→ **Texte**:
_ _ _ _ _ _ _

Les Libanais, le monde arabe et la communauté internationale, n’avaient pas besoin d’attendre deux mois après l’installation du nouveau régime et de son gouvernement pour voir la crise libanaise se révéler dans toute sa complexité. Toutefois, la "dissimulation" pratiquée par les opposants à la présidence de la République et du gouvernement a maintenu cette vérité en suspens, jusqu’à ce qu’elle transparaisse à travers leurs lapsus et leurs expressions, comme le mentionne "Nahj al-Balagha" de l’imam Ali Ibn Abi Talib.
À la lumière des prises de position, déclarations et équations qui se sont accumulées au cours des deux derniers mois, la crise peut être résumée en une seule formule clé, omniprésente dans trois textes fondateurs : le discours d’investiture présidentielle, la déclaration ministérielle et le communiqué conjoint de la récente rencontre libano-saoudienne à Riyad. Cette phrase-clé, c’est celle du "monopole des armes par l’État libanais", qui a aussitôt divisé les Libanais en deux camps. D’un côté, ceux qui la soutiennent ouvertement et fermement : le nouveau pouvoir, les forces souverainistes et les indépendants. De l’autre, ceux qui la contestent implicitement en mettant en avant d’autres formules : le "duo chiite" (Hezbollah et Mouvement Amal) et, derrière – ou devant – lui, Téhéran.
Mais ces derniers ont fini par tomber le masque. Ces derniers jours, ils ont cessé de feindre la retenue et revendiquent désormais ouvertement leur refus du monopole des armes par l’État, invoquant la nécessité de maintenir une séparation entre le nord et le sud du Litani, ainsi que la perpétuation de l’alerte et du "doigt sur la gâchette" face à l’occupation israélienne, au cas où la pression diplomatique échouerait. Leur "patience stratégique" s’est émoussée, et ils s’empressent de proclamer l’échec de la diplomatie avant même de lui laisser une chance.
Plus frappant encore, la prise de position explicite du Président de la Chambre des députés, Nabih Berri, pourtant réputé pour sa sagesse et son pragmatisme, qui a rejeté l’idée de restreindre les armes à l’État sans ambiguïté. Selon le quotidien Al-Diyar, il a fermement refusé "toute tentative d’échange entre les aides à la reconstruction et des conditions politiques ou militaires, qu’il s’agisse du désarmement de la résistance au nord du Litani ou d’autres dossiers internes". Un message qui coïncide, curieusement, avec la déclaration du conseiller du guide suprême iranien, Ali Akbar Velayati, affirmant que "la résistance est toujours forte et bénéficie du soutien de la majorité du peuple libanais". Ce qui rappelle l’autre déclaration du général Qassem Soleimani (ancien chef de la Force Al-Qods du corps des gardiens de la révolution islamique), après les élections législatives libanaises de 2018, selon laquelle la République islamique avait obtenu la majorité au Parlement libanais (74 députés).

_ _ _ _ _ _ _

Données d'annotation pour la localisation d'objets
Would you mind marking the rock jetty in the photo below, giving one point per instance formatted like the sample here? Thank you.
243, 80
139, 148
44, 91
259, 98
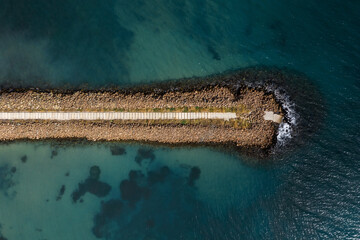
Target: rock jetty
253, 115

_ _ _ _ _ _ _

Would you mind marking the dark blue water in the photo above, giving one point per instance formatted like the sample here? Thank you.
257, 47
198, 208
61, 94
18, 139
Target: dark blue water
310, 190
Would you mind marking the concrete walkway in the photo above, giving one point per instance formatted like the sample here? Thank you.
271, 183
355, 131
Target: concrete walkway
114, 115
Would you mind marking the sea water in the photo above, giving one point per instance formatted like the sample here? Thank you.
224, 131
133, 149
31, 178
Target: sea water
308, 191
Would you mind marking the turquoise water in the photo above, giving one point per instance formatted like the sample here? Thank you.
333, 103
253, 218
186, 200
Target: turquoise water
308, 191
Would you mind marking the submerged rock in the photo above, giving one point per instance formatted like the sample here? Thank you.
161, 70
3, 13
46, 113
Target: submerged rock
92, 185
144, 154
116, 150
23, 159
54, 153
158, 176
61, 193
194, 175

_ _ _ _ _ _ _

→ **Liste des tâches**:
1) Répondez à ces questions sur le texte consacré à la crise libanaise.
(a) Dans quels trois textes fondateurs figure la formule du « monopole des armes par l'État libanais » ?
(b) Selon quel quotidien Nabih Berri a-t-il refusé tout échange entre les aides à la reconstruction et des conditions politiques ou militaires ?
(c) D'après Qassem Soleimani, combien de députés la République islamique avait-elle obtenus au Parlement libanais en 2018 ?
2) Poursuivez le texte consacré à la crise libanaise après sa dernière phrase.
Les entrées n'ont ici aucun rôle.

→ **Réponses**:
1)
(a) Le discours d'investiture présidentielle, la déclaration ministérielle et le communiqué conjoint de la récente rencontre libano-saoudienne à Riyad.
(b) Al-Diyar.
(c) 74 députés.

2)
Une autre coïncidence troublante : les propos de Nabih Berri ont été suivis de près par ceux de Sami Abou Zouhri, dirigeant du Hamas, qui a martelé que "les armes de la résistance sont une ligne rouge et ne seront pas échangées contre une aide à la reconstruction".
Dans les faits, Téhéran, avec le Hezbollah, Nabih Berri et l’ensemble des forces de "l’axe de la résistance", ignorent les développements majeurs, qu’ils soient militaires ou politiques, et les bouleversements des rapports de force dans les quatre capitales arabes (ainsi que Gaza) qu’ils se vantaient de contrôler. Ils occultent également la réalité d’un accord écrit de cessez-le-feu, qui exige explicitement le désarmement du Hezbollah sur l’ensemble du territoire libanais et en confie la responsabilité exclusive à l’armée libanaise. Ce déni s’est ensuite mué en une campagne de harcèlement contre le président de la République, à travers les médias et les réseaux sociaux, et contre le Premier ministre, directement confronté à la contestation dans le sud du pays. Une posture qui enterre toute prétendue adhésion au cadre de l’État et à l’Accord de Taëf.
Cette hostilité à l’égard de l’État libanais n’a d’ailleurs pas été atténuée par l’éloge, pourtant appuyé, de Berry au discours du président Joseph Aoun lors du sommet arabe, qu’il a qualifié de "remarquable". Un hommage qui a soigneusement omis l’essentiel : la revendication d’un Liban ancré dans son environnement arabe et dans le monde libre, et la condamnation explicite de la destruction et de l’occupation de Beyrouth, Damas, Bagdad et Sanaa (bastions de “l’axe de la résistance"), au nom d’une cause palestinienne instrumentalisée.
Cette frustration s’est également nourrie de la position ferme du chef de l’État libanais, qui a réaffirmé, face à la délégation iranienne au palais de Baabda, puis à plusieurs reprises, que les Libanais "refusent d’être entraînés dans les guerres des autres sur leur territoire". Or, ses détracteurs rétorquent qu’il n’y a pas de guerres étrangères au Liban, mais une seule guerre, celle d’Israël. Comme si les conflits palestiniens, syriens, iraniens et autres affrontements interposés n’avaient pas ensanglanté et ravagé le Liban !
En vérité, la réticence silencieuse face au projet du nouveau pouvoir libanais de réformer l’État et rétablir son autorité s’est transformée en rejet affiché. Ce qui relevait du murmure étouffé et de l’agacement contenu s’est mué en déclarations explicites contre tout ce que signifie la souveraineté nationale et l’unicité du pouvoir de décision en matière de paix et de guerre.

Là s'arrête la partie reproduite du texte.